Work instructions>
Say how many lines of the data contain "sleeve", and nothing more.

[Stored data entries]
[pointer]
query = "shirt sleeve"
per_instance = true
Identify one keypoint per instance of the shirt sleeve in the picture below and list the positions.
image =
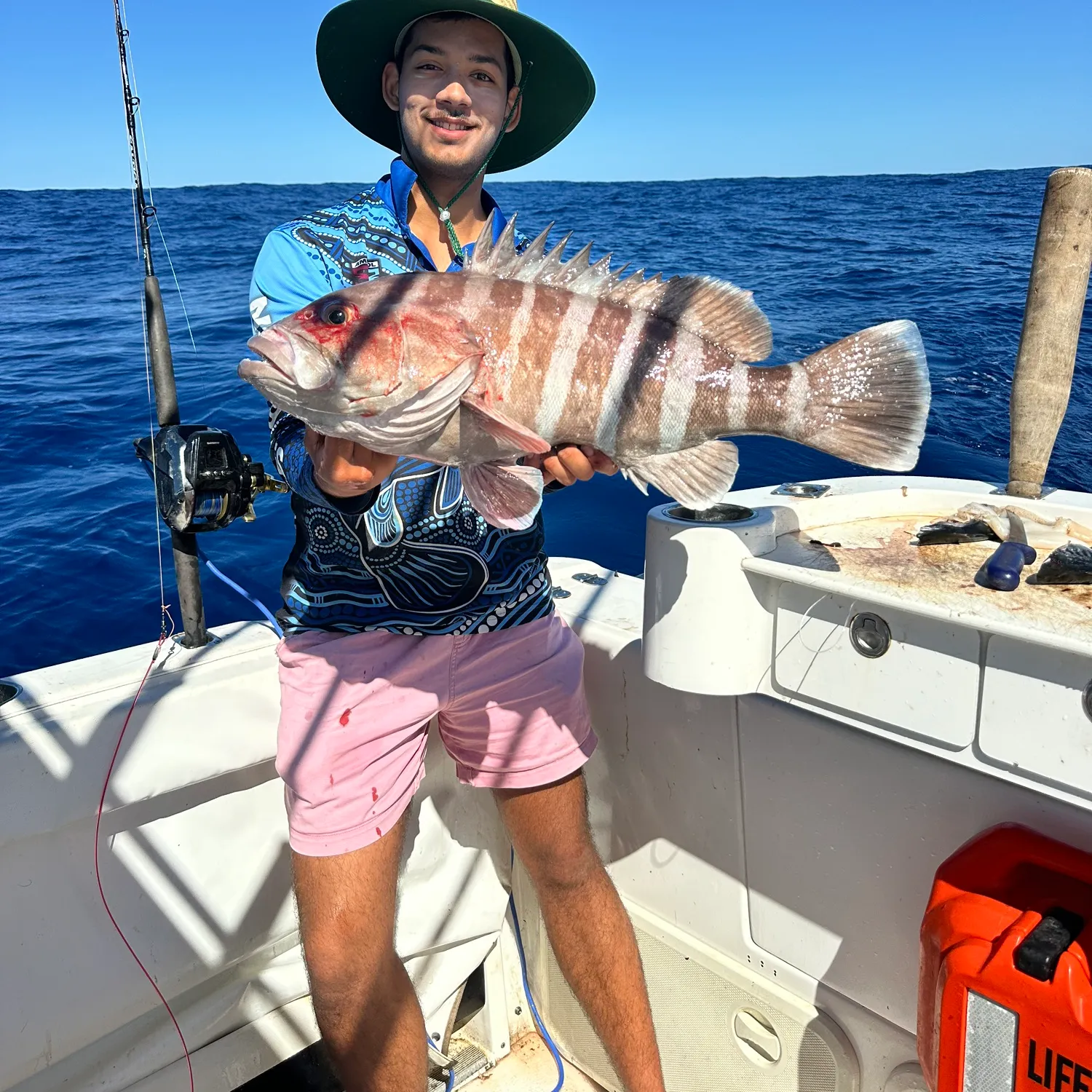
(288, 277)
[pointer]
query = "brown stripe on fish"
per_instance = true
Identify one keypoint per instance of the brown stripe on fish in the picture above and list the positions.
(494, 323)
(518, 330)
(611, 408)
(684, 391)
(642, 399)
(478, 294)
(796, 400)
(768, 400)
(596, 364)
(563, 360)
(738, 397)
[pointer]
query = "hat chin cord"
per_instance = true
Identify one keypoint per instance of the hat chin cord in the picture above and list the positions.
(445, 211)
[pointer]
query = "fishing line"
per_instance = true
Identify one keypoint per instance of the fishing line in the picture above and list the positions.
(164, 609)
(151, 194)
(98, 877)
(238, 587)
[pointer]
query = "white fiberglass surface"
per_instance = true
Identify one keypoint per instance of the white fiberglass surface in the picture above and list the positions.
(196, 865)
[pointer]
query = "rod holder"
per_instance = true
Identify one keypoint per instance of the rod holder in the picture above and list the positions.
(1056, 292)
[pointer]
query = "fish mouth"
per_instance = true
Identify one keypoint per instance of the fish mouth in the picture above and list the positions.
(275, 352)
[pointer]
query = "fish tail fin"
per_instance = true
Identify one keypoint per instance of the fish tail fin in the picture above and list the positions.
(869, 397)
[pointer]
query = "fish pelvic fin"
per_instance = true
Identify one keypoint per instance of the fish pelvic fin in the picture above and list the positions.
(697, 478)
(506, 496)
(869, 397)
(716, 312)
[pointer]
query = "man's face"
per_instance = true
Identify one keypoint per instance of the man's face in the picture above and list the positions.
(451, 94)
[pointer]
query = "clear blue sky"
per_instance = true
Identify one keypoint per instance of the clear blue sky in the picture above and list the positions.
(688, 89)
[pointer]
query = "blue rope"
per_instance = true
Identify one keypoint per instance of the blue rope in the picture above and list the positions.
(552, 1046)
(231, 583)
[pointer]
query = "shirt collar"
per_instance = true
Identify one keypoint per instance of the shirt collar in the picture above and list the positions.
(395, 190)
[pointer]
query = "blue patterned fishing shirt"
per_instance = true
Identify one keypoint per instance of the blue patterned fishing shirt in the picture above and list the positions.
(412, 556)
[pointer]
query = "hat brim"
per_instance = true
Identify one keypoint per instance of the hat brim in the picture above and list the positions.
(356, 39)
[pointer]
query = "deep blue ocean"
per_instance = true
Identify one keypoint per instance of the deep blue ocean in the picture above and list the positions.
(826, 257)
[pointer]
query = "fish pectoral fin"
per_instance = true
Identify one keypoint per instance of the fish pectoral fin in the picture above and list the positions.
(696, 478)
(502, 427)
(506, 496)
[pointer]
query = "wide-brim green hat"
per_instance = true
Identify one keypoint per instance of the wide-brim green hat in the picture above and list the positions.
(357, 39)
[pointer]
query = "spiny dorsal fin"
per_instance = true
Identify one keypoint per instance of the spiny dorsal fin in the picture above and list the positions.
(716, 310)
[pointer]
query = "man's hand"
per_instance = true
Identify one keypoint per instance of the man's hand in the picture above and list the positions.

Task output>
2